:: Requirements ::
**A.** According to the article about Matt Dumba, why is it hard to blame him for being tired of discussing roster moves? Answer in one to three sentences.
**B.** Pick up the article about Matt Dumba right after its final sentence and carry it forward.
#### Excerpt provided ####
Thinking he had finished a short interview in the hallway outside the Minnesota Wild’s dressing room Wednesday, Matt Dumba reached down for the lunch he had laid on the floor.
Considering the Wild’s depth on the blue line, would the young defenseman be disappointed if he started next season with the franchise’s minor-league team in Des Moines?
Dumba froze halfway to his food and glanced sideways at his inquisitor as if to say, “Dude, seriously?”
“Uh,” he started, searching for the politically correct answer. “That’s not my goal. I’m going to do whatever it takes to stay here.”
It’s hard to blame Dumba if he’s tired of discussing roster moves. The seventh overall pick in the 2012 draft spent his first, short stint in the NHL addressing the topic as the Wild debated keeping the 19-year-old defenseman or sending him back to the major junior Western Hockey League.
And there he was, on the first day of the Wild’s prospects camp, two weeks shy of his 20th birthday, answering the same dang question he answered nearly every day before the Wild sent him to play for Canada’s junior national team on Dec. 11.
Only this time, it would be the Des Moines Wild of the American Hockey League, a step up from the Portland Winterhawks, the team he led to WHL finals last spring with eight goals among 18 points in 21 playoff games.
In 26 regular-season games, the last of his four major-junior seasons, Dumba had 8 goals and 16 assists. But after starting the season in the NHL - Dumba had a goal and assist in 13 games with the Wild - he must have felt like the biggest kid on the block.
“You feel like that, but you come back to reality real quick,” he said.
The WHL is generally regarded as the toughest, physically, of the Canadian Hockey League’s major junior circuits, and league champ Edmonton - which beat Dumba’s Winterhawks in seven games for the title - went on to win the CHL championship.
“These kids in that league are going to push you and challenge you every night knowing who you are,” Dumba said. “You have to keep a level head, because if you start thinking you’re all that, and you stop working hard as you normally do, you’ll find you’re not making plays like you want to.”
#### Extracted information ####
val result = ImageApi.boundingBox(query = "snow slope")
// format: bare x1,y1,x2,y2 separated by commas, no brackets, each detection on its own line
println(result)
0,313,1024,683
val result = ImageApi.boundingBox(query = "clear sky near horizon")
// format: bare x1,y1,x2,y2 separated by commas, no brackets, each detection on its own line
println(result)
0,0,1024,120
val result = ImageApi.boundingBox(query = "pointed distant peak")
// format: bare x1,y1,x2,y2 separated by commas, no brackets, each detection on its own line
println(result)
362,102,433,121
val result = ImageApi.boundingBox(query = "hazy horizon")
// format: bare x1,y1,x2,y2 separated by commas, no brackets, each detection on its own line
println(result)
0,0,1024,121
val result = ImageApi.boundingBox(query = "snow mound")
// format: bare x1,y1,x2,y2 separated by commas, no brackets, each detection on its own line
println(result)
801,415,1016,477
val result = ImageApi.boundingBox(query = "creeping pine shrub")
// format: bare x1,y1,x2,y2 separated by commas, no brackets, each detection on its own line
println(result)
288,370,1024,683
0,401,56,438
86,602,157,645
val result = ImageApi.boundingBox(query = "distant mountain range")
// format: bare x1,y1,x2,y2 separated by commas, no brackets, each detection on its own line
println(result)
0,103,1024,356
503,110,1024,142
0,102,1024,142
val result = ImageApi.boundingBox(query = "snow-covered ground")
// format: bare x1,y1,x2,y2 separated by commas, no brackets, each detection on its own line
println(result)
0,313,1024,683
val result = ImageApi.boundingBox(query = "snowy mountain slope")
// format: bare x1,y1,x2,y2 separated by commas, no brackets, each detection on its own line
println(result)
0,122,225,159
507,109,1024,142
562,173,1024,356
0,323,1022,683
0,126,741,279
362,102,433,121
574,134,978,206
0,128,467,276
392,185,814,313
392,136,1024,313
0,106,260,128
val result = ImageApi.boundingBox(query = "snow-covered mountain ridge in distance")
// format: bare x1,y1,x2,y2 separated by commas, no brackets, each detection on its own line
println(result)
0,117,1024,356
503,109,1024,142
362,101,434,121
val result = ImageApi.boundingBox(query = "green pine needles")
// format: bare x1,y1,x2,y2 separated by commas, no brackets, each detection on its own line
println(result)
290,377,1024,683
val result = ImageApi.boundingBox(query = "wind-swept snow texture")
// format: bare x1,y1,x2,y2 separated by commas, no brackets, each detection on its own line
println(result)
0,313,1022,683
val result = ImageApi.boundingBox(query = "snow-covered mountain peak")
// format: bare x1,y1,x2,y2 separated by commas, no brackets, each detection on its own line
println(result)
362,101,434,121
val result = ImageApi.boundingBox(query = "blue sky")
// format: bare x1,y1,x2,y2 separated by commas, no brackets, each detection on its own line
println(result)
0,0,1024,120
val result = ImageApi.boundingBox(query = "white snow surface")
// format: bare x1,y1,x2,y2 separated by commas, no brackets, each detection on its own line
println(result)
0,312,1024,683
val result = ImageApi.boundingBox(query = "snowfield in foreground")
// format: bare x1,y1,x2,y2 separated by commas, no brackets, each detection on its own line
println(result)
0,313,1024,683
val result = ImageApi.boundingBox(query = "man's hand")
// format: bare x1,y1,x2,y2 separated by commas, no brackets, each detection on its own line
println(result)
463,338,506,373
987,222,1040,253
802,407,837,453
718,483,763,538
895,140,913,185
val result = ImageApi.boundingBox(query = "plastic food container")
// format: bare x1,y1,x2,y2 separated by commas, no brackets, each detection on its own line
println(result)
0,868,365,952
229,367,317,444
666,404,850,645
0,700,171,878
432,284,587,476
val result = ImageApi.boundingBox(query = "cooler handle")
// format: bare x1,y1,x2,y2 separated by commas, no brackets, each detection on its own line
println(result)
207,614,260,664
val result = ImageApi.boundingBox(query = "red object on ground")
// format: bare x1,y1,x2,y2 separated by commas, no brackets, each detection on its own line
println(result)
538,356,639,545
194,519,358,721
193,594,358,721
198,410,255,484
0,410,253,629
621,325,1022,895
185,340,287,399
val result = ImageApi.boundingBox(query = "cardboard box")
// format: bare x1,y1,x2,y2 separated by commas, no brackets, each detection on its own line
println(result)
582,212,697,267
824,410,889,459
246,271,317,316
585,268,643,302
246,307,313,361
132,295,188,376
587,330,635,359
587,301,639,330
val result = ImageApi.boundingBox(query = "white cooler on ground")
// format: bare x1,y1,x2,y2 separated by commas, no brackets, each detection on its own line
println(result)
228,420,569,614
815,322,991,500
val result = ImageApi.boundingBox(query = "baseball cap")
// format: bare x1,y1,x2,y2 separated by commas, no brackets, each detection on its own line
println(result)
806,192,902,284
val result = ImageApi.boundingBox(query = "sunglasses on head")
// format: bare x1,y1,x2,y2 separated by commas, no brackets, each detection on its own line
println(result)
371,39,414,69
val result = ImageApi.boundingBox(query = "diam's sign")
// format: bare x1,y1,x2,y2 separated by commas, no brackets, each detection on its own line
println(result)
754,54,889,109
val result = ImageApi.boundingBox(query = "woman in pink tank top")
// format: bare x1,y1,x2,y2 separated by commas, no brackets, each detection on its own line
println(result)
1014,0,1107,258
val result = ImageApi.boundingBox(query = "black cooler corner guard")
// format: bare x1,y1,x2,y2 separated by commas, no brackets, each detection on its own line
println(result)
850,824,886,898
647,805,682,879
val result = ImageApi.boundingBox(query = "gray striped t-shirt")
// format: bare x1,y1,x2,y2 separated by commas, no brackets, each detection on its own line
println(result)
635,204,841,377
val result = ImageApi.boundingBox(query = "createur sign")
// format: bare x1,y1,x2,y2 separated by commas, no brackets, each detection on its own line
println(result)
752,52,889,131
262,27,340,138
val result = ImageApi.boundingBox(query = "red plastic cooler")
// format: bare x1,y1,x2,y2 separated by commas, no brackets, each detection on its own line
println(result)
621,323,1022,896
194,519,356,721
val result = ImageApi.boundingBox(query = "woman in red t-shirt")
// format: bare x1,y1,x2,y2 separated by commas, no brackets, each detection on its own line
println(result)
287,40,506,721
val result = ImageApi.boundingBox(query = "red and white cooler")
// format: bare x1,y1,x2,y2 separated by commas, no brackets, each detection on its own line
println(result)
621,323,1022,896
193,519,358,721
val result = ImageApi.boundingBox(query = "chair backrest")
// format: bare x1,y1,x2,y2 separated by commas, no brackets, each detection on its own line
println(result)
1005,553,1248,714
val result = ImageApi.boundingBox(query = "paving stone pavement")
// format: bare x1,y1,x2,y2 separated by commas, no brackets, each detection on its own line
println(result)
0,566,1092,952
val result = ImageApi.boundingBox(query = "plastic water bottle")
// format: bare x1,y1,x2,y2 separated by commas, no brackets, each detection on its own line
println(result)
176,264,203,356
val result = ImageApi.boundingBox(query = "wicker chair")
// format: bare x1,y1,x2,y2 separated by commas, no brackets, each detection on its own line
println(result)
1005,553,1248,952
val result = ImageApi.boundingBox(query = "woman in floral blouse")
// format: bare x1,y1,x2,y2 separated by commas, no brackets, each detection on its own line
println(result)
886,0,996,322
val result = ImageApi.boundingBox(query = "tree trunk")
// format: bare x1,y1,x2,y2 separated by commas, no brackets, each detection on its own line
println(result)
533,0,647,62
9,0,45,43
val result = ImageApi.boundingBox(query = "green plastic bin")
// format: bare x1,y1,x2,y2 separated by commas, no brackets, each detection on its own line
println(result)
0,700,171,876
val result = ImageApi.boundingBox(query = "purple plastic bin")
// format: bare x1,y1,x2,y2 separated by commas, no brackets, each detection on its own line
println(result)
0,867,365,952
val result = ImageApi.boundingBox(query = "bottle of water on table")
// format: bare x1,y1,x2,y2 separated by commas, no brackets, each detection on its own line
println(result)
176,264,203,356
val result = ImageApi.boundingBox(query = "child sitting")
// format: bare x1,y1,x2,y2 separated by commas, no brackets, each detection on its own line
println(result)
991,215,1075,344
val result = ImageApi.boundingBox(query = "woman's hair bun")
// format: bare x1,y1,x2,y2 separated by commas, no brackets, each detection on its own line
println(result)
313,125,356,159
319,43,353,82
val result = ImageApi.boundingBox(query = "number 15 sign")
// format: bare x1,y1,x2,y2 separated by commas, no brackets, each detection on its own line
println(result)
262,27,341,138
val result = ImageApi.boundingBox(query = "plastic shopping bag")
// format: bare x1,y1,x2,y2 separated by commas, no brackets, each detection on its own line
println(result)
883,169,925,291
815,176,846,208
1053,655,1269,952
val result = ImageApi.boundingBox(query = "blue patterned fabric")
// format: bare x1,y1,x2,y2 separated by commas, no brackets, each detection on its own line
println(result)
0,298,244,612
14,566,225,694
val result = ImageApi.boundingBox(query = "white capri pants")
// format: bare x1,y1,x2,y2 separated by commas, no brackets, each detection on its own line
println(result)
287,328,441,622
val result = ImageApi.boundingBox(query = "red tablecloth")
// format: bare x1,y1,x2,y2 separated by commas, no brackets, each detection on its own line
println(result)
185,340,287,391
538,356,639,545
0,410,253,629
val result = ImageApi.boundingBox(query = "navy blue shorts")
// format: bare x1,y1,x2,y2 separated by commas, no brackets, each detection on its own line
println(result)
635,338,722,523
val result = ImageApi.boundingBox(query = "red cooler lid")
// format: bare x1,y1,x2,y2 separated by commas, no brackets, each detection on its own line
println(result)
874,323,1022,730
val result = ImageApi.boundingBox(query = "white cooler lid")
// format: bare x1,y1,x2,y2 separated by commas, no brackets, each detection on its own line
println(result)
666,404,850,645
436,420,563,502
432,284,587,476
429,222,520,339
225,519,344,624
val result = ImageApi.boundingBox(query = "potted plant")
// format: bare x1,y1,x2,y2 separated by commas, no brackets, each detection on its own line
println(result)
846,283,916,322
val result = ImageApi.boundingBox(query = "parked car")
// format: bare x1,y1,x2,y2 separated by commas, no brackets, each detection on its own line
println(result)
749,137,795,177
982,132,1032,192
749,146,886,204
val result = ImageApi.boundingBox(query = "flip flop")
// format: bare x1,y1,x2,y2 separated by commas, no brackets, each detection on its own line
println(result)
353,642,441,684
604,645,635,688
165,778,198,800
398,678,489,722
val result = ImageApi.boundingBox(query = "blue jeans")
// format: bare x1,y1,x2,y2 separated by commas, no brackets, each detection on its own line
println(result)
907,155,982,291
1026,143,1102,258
####
:: Answers for the tasks ::
**A.** It is hard to blame him because he spent his first, short stint in the NHL addressing that topic while the Wild debated whether to keep the 19-year-old defenseman or send him back to the Western Hockey League. He answered the same question nearly every day before the Wild sent him to Canada's junior national team on Dec. 11.

**B.**
So mission accomplished there. Now what does Dumba have to do to secure a permanent spot with the Wild?
“He’s like every kid; he just needs experience,” general manager Chuck Fletcher said. “It will be his first pro season, and he needs to gain confidence at the pro level. We’ll let his play dictate the decisions.”
At 6 feet, Dumba is not a large defenseman, not in his sneakers, anyway. But his 187-pound build is more like that of an NFL tailback or safety than an NHL player - all chest, shoulders and thighs. He is not, in other words, small, especially for a player who describes himself as “just a two-way defenseman.”
That will be a consideration for a team that lost its biggest, toughest defenseman, Clayton Stoner, to Anaheim as a free agent this month. The other issue, of course, is the fact that Minnesota has four defensemen on one-way contracts and another, Jonas Brodin, not going anywhere. That’s five of six starting spots taken, with free agent Nate Prosser at least technically still in the picture.
It’s a problem Fletcher doesn’t mind having, especially in light of his team’s postseason performance, a six-game loss to Chicago in the Western Conference semifinals that the Wild at times dominated.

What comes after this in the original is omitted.